Blocco di testo
───
Qual è il vero significato della storia della Torre di Babele? Si tratta di un mito primitivo nato per spiegare l’origine delle nazioni e delle differenze linguistiche, come molti ritengono, o c’è qualcosa di più profondo? La grande città, con la sua celebre torre, è divenuta da millenni un simbolo di presunzione, di idolatria, del potere umano svincolato da ogni limite.

Attraverso uno studio accurato del testo biblico e il contributo importantissimo dell’archeologia, è possibile rivolgere uno sguardo nuovo all’immagine di Babele, che riesce ad essere al contempo leggendaria e reale, antica quanto la civiltà eppure sorprendentemente attuale.
───
Verifica la comprensione
1. Estrai dalle voci ogni riga che contiene la stringa "negative", rispettando maiuscole e minuscole.
2. Scrivi il seguito del testo sulla Torre di Babele, partendo dopo la sua ultima frase.
───
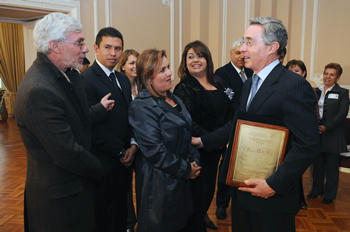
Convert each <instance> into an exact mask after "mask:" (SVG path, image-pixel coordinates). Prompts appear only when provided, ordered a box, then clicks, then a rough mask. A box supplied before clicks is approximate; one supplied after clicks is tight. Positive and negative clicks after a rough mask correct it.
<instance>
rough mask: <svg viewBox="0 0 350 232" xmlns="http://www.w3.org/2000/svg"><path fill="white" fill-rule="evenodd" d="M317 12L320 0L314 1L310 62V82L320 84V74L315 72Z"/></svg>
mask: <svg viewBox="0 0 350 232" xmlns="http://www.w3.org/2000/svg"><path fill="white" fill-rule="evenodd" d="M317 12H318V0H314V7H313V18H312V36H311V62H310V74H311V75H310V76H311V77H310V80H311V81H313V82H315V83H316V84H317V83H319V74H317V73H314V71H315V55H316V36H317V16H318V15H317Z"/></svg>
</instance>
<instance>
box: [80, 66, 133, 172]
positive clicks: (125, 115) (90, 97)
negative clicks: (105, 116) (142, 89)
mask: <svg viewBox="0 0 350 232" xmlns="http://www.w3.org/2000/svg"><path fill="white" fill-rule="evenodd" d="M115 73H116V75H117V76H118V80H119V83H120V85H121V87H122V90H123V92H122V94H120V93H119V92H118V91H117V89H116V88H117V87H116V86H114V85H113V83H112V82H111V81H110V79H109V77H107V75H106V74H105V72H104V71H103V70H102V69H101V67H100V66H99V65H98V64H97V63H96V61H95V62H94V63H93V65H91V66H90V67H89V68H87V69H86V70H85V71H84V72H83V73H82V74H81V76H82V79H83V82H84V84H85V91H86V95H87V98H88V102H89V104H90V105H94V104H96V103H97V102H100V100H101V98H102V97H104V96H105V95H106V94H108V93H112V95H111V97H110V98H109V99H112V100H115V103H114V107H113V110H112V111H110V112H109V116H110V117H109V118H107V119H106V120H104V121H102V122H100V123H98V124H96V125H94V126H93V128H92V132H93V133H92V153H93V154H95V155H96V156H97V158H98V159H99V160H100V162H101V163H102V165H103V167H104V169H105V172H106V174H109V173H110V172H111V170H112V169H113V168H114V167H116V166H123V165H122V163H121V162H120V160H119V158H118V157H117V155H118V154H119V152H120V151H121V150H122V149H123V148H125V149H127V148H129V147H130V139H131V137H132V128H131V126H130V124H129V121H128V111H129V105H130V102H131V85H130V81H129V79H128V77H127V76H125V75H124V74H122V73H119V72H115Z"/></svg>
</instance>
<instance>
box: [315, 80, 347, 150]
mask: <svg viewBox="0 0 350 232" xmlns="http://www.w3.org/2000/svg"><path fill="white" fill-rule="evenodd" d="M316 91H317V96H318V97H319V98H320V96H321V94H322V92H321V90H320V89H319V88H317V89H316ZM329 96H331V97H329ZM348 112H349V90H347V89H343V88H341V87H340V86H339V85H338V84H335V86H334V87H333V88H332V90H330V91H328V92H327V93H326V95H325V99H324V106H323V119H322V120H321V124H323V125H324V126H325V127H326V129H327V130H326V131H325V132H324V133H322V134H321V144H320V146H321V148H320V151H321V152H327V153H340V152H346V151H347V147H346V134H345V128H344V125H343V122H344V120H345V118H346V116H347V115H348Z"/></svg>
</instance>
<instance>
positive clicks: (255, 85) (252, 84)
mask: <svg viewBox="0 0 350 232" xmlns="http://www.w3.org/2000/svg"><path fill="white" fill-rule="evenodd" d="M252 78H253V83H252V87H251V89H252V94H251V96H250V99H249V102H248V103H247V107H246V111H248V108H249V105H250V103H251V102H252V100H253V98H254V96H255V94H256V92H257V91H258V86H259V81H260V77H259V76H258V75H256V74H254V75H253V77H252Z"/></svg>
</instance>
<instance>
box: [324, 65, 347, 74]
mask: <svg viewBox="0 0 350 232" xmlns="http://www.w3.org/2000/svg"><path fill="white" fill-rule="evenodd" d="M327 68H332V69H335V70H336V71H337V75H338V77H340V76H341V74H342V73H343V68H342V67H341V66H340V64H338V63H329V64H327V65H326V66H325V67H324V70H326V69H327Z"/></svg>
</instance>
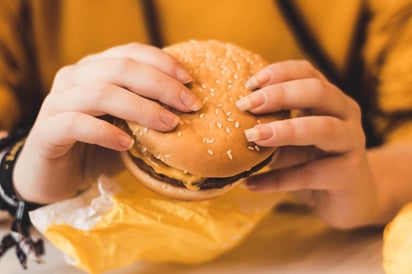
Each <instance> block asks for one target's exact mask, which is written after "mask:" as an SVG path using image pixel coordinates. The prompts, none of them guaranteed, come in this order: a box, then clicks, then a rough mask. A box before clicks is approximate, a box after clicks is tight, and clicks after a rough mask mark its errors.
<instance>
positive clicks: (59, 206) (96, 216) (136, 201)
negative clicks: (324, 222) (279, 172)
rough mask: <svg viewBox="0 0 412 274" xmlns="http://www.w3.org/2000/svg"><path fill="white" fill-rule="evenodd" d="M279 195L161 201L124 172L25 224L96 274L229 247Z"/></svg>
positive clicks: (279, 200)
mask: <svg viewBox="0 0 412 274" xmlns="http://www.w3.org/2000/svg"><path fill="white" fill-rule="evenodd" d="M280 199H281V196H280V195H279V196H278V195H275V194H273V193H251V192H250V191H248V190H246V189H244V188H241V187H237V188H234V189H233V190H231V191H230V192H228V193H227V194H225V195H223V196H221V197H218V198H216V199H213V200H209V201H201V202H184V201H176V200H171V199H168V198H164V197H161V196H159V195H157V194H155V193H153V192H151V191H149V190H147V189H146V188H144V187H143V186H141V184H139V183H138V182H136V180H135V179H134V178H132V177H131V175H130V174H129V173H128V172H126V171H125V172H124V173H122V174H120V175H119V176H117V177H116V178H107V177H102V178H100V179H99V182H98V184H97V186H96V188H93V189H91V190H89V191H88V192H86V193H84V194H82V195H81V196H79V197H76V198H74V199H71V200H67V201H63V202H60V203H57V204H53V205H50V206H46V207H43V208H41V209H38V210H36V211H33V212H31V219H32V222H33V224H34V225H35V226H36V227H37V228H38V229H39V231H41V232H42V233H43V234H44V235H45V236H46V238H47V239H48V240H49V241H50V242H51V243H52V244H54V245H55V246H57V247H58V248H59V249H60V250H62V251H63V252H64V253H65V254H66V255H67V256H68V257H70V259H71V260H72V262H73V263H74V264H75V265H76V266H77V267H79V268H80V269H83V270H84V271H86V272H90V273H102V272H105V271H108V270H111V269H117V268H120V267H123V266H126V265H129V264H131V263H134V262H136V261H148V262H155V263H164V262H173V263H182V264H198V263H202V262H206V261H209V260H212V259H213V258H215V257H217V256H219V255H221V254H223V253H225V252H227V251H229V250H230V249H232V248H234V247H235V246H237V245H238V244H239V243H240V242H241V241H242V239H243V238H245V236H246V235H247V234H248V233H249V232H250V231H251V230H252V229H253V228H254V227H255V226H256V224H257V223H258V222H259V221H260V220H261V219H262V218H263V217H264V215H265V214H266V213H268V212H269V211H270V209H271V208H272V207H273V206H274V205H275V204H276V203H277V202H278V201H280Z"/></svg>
───
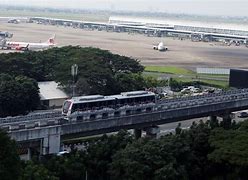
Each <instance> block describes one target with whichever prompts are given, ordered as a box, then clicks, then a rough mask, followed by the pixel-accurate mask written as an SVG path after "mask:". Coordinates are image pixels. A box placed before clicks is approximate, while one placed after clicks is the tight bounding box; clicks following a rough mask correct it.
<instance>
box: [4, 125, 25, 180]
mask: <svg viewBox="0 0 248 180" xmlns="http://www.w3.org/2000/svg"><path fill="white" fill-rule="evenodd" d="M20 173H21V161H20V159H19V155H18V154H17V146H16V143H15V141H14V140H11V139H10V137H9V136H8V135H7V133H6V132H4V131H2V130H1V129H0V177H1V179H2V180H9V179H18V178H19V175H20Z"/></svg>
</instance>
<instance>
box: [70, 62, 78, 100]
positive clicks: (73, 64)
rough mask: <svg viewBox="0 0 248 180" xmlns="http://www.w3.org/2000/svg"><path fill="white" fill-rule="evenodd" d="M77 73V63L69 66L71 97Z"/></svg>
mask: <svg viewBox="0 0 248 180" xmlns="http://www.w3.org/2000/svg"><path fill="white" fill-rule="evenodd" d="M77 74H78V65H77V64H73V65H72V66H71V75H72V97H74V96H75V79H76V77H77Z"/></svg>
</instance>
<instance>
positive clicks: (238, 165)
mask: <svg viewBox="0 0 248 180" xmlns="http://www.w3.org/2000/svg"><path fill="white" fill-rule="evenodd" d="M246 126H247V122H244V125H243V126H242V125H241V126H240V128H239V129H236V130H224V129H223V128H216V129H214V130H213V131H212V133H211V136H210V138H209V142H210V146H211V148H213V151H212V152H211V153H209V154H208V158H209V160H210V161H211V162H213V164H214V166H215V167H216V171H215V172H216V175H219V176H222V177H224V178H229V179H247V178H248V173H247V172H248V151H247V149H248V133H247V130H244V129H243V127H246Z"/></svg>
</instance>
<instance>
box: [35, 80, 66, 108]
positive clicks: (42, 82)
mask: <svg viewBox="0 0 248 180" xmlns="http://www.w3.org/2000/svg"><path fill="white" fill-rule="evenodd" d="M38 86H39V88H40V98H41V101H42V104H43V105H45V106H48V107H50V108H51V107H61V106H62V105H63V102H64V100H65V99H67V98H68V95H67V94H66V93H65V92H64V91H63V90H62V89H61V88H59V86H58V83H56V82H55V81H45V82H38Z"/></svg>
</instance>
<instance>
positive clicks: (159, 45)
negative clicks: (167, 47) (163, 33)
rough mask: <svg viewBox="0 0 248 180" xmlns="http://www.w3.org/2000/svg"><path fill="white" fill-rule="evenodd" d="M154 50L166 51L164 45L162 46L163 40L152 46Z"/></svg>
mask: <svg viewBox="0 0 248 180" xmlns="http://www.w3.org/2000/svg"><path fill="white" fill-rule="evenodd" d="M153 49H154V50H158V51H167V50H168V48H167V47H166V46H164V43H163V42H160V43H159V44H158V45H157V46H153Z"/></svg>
───
Soluzioni per numero
1.
Convert each <instance> into an exact mask after "mask:" (SVG path, image-pixel coordinates). Prompts appear only when provided, ordered a box, then clicks, then a rough mask. A box supplied before clicks is approximate; one supplied after clicks is tight. Positive and negative clicks after a rough mask correct it.
negative clicks: (105, 116) (142, 89)
negative clicks: (324, 222) (279, 172)
negative clicks: (167, 47) (163, 33)

2.
La struttura

Da un punto di vista prettamente letterario, il racconto di Babele è un vero e proprio capolavoro artistico condensato in soli 9 versi. La struttura del brano è composta da sequenze parallele in contrapposizione fra loro, disposte secondo uno schema speculare. Si tratta di un tipico esempio di chiasmo biblico:

A Tutta la terra ha una sola lingua (v. 1)

       B Gli uomini si riuniscono nella valle di Shinar (v. 2)

            C Progetto umano (vv. 3-4)

                 D “Discesa” di Dio (v. 5)

            C’ Progetto divino (vv. 6-7)

       B’ Gli uomini si disperdono su tutta la terra (v. 8)

A’ Fine dell’uniformità linguistica (v. 9)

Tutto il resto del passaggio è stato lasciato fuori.